### [Your task]
State how many lines in the entries below contain the word "Would". Reply with the number alone.

### [Listed records]
>>

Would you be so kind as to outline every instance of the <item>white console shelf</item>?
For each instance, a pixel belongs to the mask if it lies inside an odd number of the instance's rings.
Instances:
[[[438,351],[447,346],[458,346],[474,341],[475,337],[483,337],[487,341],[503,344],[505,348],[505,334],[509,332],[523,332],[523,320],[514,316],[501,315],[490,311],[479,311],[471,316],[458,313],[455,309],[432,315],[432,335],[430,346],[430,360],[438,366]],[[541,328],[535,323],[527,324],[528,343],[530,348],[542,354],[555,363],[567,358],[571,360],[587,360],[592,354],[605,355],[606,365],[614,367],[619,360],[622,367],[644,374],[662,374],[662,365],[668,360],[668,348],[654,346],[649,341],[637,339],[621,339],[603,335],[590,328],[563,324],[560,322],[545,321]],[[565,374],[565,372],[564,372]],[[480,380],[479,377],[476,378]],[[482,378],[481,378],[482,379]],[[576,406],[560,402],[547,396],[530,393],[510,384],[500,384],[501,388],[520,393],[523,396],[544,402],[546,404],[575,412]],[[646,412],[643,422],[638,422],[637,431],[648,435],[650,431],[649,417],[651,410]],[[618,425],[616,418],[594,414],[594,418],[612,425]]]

<<
>>

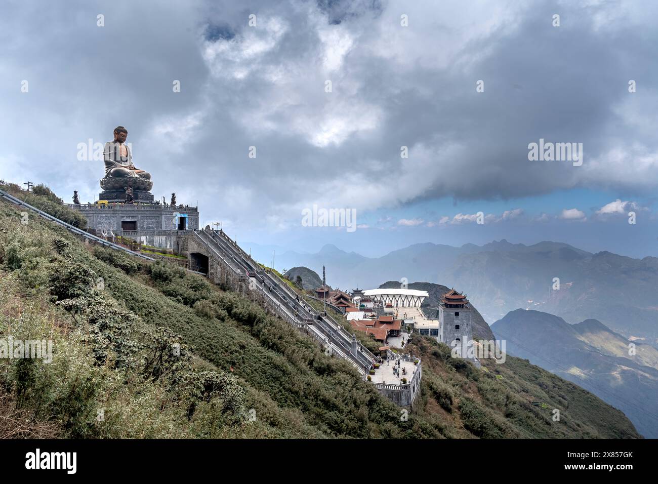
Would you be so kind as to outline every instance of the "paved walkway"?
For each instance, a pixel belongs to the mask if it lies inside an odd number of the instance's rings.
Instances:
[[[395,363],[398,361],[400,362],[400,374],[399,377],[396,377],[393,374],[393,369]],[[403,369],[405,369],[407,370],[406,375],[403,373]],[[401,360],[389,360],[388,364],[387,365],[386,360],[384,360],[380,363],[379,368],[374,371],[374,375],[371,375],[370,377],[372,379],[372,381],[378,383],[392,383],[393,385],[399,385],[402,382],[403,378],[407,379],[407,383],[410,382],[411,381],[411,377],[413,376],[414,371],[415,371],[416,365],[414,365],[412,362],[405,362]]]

<<
>>

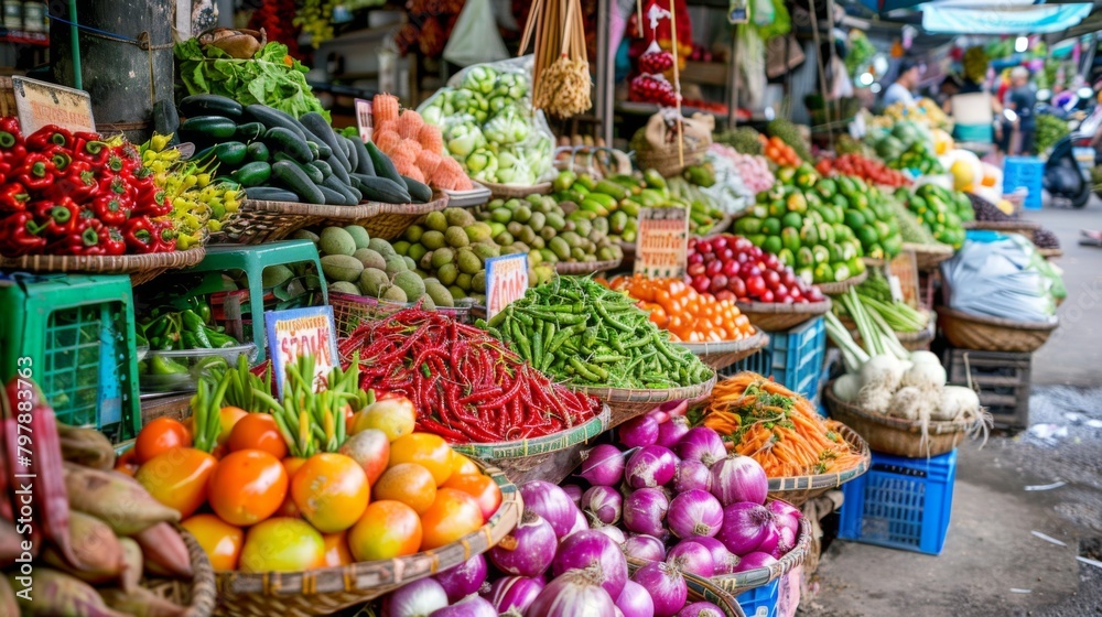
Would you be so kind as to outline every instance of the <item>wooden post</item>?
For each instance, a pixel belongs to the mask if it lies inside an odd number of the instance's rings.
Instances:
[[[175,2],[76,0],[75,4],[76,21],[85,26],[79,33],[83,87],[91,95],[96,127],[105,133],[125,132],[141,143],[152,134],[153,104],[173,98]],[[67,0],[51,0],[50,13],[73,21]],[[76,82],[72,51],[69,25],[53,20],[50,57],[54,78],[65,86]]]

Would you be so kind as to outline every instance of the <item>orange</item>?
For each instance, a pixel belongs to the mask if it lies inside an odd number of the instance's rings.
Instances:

<<

### [Expected output]
4